PASSAGE FOR REVIEW section start

Home > Articles

  • Print
  • + Share This
Like this article? We recommend

Page Retirement

Solaris maintains a list of pages not being used. This list of pages is known as the freelist. When a new page is needed, one is taken off the freelist. To remove a page from use permanently, it is sufficient to ensure that when it is no longer being used by the system, it is not returned to the freelist. Essentially, it will remain unused until the system is rebooted and the OS starts over with a new freelist. When a page is no longer being used, the OS calls the function page_free() on that page.

This section discusses some of the reasons for page retirement, and how faulty pages are handled.

Page Retirement for Correctable DIMM Errors

Page Retirement is implemented via bug IDs 4484338, 4504686, and 4880360. A memory DIMM which is experiencing repeated correctable (single-bit) errors has an increased probability of experiencing an uncorrectable (multi-bit) error. Likewise, the probability of a memory error condition which could result in system downtime also increases.

To help address this, new features have been implemented for both UltraSPARC II-based and UltraSPARC III-based systems. These features attempt to proactively predict which system memory components (DIMMs) have an increased probability of experiencing an uncorrectable error, and subsequently remove this memory from future use when it is no longer used by the kernel or any processes. Limits are placed on the number of memory pages which can be retired from use.

A CPU receives notification that a correctable memory error has occurred via the trap mechanism. This initiates the following sequence of events:

  1. The correctable error (CE) is scrubbed from the system using a sequence of address space identifier (ASI) memory accesses, cache line flushes, and so on.

  2. NOTE

    The operations to clear an error are CPU type specific.

    The CE can fall into one of three categories:

    • A CE is considered intermittent if the error is not detected upon a reread of the affected memory word. An intermittent CE is often referred to as a transient soft error.

    • A CE is considered persistent if the error is detected upon reread, but the scrubbing operation corrected it. A persistent CE is often referred to as a temporary soft error.

    • A CE is considered sticky if after scrubbing, the error is still present. A sticky CE is often referred to as a stuck-at hard error.

  3. The physical address that caused the CE is read from the asynchronous fault address register (AFAR). From this, the DIMM that contains the affected memory cell is determined.

  4. The "Leaky Bucket" SERD algorithm is invoked on this DIMM. This monitors the frequency and interval of CE occurrences on a system component. If these exceed a certain threshold, the system decides this component is "deteriorating," and pages mapped to it should be removed from use. The algorithm ignores intermittent CE occurrences but counts persistent CE occurrences. Sticky CE occurrences cause the DIMM on which the CE occurs to be immediately marked as deteriorating. Until the threshold of acceptable CE occurrences on a DIMM has been exceeded, no pages on that DIMM are retired. After the threshold is exceeded, every subsequent CE on that DIMM causes a page retire operation.

  5. When the DIMM is marked as deteriorating, Solaris also marks the physical page containing the physical address as deteriorating.

PASSAGE FOR REVIEW section end
EXERCISE DATA section start

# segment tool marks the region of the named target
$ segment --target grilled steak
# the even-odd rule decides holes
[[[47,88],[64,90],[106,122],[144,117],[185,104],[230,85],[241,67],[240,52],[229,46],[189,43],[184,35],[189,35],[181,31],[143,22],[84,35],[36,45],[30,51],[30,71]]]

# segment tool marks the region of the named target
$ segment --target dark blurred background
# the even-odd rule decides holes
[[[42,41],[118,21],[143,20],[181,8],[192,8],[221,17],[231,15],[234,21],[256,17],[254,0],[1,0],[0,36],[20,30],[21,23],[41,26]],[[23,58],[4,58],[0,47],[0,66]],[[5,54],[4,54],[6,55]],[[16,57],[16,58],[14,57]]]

EXERCISE DATA section end
EXERCISE DATA section start

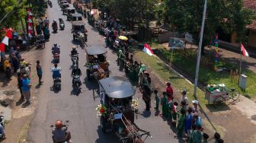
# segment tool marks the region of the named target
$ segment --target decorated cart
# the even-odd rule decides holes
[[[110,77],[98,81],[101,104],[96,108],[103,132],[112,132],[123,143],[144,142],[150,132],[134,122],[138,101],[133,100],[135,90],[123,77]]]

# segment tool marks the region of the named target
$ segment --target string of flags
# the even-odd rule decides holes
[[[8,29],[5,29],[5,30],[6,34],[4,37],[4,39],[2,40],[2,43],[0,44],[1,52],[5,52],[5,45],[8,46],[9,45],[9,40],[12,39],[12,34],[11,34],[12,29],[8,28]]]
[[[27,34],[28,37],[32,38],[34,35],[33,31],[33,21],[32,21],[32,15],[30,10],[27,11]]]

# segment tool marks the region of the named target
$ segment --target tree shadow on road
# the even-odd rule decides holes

EXERCISE DATA section end

WORK INSTRUCTIONS: Update the page retirement article from "Home > Articles" to "pages are handled." by changing "freelist" to "free list" everywhere it appears in that part. The entries have no connection to the page retirement article.

THE ANSWER:
Home > Articles

  • Print
  • + Share This
Like this article? We recommend

Page Retirement

Solaris maintains a list of pages not being used. This list of pages is known as the free list. When a new page is needed, one is taken off the free list. To remove a page from use permanently, it is sufficient to ensure that when it is no longer being used by the system, it is not returned to the free list. Essentially, it will remain unused until the system is rebooted and the OS starts over with a new free list. When a page is no longer being used, the OS calls the function page_free() on that page.

This section discusses some of the reasons for page retirement, and how faulty pages are handled.